取り組む課題:
1) GEと東芝の記事を読み、次の問いに答えてください。
(a) GEの2015年1〜3月期の最終損益はいくらの赤字でしたか。
(b) 証券取引等監視委員会が東芝への検査を始めたのはいつですか。
(c) GEが社外取締役だったローレンス・カルプを後任のCEOに据えたのはいつですか。
2) GEと東芝の記事を、最後の文の続きから書き進めてください。

提供された本文:
<<<<
GEの「脱・コングロマリット・ディスカウント」なぜ東芝はできないか(後編)――「島田・池谷」二頭体制ゆえの課題

巨額のM&A(合併・買収)の失敗に経営トップの不作為が重なり、ゼネラル・エレクトリック(GE)が業績悪化の長いトンネルに入ったのが10年前。いわゆる「GEクライシス」の始まりは、同社“中興の祖”ジャック・ウェルチ(1935〜2020年)肝煎りの金融子会社GEキャピタルを巡る不動産評価損などを計上した2015年1〜3月期に遡る。同期の最終損益は136億ドル(約2兆円)の赤字に転落した。
振り返れば、19世紀末の創業期からGEと同業の師弟関係にあった東芝に対し、粉飾決算の内部告発を受けた証券取引等監視委員会が検査を開始したのが2015年2月。ほぼ同じ時期に「創業以来最大の危機」に見舞われた両社だが、10年後の現状を見れば、大きな落差がある。 ※本記事末尾に両社の「経営危機」発覚以降の経緯を年表にまとめました
GEは分社化で時価総額2.9倍
前回までの本連載でも触れたように、危機勃発から3年半余りが経過した2018年10月、GEは業績悪化に歯止めが掛けられない生え抜きのCEOを更迭し、社外取締役だったローレンス・カルプ(62)を後任に据えた。米機械メーカーのダナハー(ワシントンDC)のCEO時代にリーン生産方式(トヨタ生産方式)で同社を飛躍的に成長させたカルプは、ウェルチとその後任のジェフ・イメルト(69)がM&Aで傘下に収めてきたグループ会社群のうち、「ノンコア(非中核)」と位置づけた子会社・系列会社の売却を加速。その整理が一段落した2021年11月に会社を3分割するスピンオフ計画を打ち出し、2023〜24年にGEヘルスケア・テクノロジーズ(医療機器)、GEベルノバ(エネルギー)、GEエアロスペース(航空機)の3社が発足した。
>>>>
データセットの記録
<<<<
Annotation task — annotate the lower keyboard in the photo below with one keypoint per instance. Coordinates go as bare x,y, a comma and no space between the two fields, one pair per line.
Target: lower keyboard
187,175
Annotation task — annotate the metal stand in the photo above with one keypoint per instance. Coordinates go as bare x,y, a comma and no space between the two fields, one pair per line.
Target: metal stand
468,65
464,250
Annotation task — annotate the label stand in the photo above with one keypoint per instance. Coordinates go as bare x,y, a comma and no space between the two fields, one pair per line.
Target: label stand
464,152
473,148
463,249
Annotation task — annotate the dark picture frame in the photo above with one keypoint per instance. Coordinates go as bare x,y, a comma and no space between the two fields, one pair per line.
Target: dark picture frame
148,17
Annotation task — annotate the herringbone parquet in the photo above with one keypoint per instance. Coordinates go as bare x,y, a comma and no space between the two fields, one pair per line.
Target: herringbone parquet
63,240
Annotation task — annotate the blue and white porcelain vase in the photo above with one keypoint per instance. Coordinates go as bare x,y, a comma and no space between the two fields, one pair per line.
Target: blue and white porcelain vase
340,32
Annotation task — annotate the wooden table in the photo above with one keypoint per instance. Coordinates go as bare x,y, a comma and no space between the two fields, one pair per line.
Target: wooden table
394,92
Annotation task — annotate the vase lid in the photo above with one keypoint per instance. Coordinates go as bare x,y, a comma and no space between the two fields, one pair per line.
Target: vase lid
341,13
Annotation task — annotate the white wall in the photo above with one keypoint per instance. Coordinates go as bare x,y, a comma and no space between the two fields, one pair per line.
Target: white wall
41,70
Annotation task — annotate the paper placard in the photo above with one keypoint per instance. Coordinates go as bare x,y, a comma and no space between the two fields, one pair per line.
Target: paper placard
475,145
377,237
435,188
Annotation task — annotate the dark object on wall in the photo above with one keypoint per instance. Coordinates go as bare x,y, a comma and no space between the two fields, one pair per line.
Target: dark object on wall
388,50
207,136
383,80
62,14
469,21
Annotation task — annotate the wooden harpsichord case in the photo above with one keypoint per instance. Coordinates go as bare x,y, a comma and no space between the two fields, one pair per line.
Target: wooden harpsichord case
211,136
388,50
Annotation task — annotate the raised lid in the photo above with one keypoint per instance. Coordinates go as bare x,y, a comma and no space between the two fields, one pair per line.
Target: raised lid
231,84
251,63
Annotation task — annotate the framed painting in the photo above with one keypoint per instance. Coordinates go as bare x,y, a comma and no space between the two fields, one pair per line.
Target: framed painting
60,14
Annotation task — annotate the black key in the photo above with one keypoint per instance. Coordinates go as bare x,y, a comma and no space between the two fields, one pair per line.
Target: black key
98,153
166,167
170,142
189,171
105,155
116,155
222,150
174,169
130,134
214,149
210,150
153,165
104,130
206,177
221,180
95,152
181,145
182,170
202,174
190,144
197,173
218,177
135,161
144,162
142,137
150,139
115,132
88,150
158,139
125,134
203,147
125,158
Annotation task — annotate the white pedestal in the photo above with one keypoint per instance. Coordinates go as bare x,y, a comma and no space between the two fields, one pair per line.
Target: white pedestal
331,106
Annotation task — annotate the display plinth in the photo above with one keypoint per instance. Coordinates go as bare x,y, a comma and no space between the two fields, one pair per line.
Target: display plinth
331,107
>>>>
課題ごとの解答:
1)
(a) 136億ドル(約2兆円)の赤字でした。
(b) 2015年2月に始めました。
(c) 2018年10月に据えました。

2)
3分割の目的は意思決定のスピード向上に加え、成長分野への投資が不採算部門の損失処理で阻害されて業績が低迷する、いわゆる「コングロマリット・ディスカウント」(複合企業の企業価値低迷)の解消である。狙い通り、分割後の3社の業績はいずれも堅調。2025年3月18日時点の3社合計の株式時価総額は3397億ドル(約51兆円)。2018年の底値(時価総額約600億ドル)から見ると5.7倍、2021年11月の分社化発表直前(同1190億ドル)と比較しても2.9倍に伸びている。「GE再生は完了した」というのが現在のマーケットの共通認識になっている。
アクティビストと衝突した「同友会人脈」の経営体制
片や、東芝の再生は一向に進まない。2017年3月の米原発子会社ウエスチングハウス(WH)の破綻で債務超過に陥った東芝は、同年12月に実施した6000億円の第三者割当増資で信用不安を回避したが、その代償として国内外約60の投資ファンドが出資者に名を連ねることになり、これらアクティビスト(物言う株主)との軋轢に悩まされ、確固たる経営体制を確立できなかった。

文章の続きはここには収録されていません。